━━ DATASET ENTRIES

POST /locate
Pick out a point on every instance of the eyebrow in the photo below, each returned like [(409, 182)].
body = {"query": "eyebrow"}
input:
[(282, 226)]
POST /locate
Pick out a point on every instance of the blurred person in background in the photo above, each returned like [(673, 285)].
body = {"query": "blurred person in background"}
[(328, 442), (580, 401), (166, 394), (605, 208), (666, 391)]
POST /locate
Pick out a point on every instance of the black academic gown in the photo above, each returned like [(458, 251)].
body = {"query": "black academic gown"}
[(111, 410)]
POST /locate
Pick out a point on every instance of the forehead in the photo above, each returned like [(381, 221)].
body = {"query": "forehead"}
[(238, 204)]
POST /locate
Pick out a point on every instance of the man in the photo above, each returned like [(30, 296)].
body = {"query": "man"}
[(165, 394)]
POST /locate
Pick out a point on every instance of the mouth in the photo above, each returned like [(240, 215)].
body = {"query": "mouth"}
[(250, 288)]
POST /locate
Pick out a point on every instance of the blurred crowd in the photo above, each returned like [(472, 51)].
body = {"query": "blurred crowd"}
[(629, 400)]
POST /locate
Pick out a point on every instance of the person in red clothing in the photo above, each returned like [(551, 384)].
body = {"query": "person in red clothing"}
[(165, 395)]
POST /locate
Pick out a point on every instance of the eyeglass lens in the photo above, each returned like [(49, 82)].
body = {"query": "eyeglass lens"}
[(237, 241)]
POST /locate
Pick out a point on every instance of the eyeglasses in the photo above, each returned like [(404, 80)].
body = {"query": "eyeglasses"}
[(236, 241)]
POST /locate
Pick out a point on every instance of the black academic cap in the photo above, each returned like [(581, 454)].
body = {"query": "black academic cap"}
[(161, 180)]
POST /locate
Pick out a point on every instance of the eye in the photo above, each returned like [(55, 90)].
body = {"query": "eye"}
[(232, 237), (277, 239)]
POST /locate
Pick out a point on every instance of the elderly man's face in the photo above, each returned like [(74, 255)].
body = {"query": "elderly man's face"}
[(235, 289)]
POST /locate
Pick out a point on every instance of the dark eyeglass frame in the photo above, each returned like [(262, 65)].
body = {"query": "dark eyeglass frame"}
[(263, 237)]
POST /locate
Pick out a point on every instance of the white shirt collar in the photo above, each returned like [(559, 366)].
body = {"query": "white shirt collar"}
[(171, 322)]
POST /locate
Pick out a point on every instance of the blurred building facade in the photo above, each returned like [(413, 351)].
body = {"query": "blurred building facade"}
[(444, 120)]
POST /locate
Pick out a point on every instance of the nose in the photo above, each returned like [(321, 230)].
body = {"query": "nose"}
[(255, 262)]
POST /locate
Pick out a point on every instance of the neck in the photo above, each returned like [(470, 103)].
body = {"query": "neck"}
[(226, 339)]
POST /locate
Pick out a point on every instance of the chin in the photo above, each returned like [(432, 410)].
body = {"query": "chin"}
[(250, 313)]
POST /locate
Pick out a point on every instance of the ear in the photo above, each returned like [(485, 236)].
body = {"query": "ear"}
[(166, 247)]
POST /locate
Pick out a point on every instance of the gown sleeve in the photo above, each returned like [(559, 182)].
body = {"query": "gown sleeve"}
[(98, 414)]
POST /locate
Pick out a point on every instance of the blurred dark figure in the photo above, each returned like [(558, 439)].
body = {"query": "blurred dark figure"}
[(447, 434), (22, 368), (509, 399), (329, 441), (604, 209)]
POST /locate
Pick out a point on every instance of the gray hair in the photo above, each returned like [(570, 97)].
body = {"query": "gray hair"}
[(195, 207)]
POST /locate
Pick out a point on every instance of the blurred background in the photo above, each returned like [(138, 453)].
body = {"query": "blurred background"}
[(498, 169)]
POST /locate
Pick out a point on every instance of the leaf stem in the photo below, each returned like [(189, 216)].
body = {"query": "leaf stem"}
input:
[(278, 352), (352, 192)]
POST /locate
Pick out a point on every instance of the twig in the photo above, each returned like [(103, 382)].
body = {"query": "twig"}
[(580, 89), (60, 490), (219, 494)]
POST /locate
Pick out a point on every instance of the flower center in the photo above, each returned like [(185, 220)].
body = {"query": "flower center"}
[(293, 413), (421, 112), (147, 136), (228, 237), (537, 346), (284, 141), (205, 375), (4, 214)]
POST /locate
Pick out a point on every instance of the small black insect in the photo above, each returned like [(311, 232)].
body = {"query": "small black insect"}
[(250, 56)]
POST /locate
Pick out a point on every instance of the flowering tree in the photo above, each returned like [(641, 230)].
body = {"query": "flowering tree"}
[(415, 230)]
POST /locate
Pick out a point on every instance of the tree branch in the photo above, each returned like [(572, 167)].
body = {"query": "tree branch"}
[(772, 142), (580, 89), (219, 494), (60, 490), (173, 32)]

━━━━

INSTRUCTIONS FOR THE TASK:
In the material above, each line with the word "below" should be copied.

SOLUTION TO THIS EXERCISE:
Pick out a point on every instance of the eyebrow in the photo below, each returned like [(409, 182)].
Pick out a point on every instance of the leaf stem in the photo below, each returned like [(189, 216)].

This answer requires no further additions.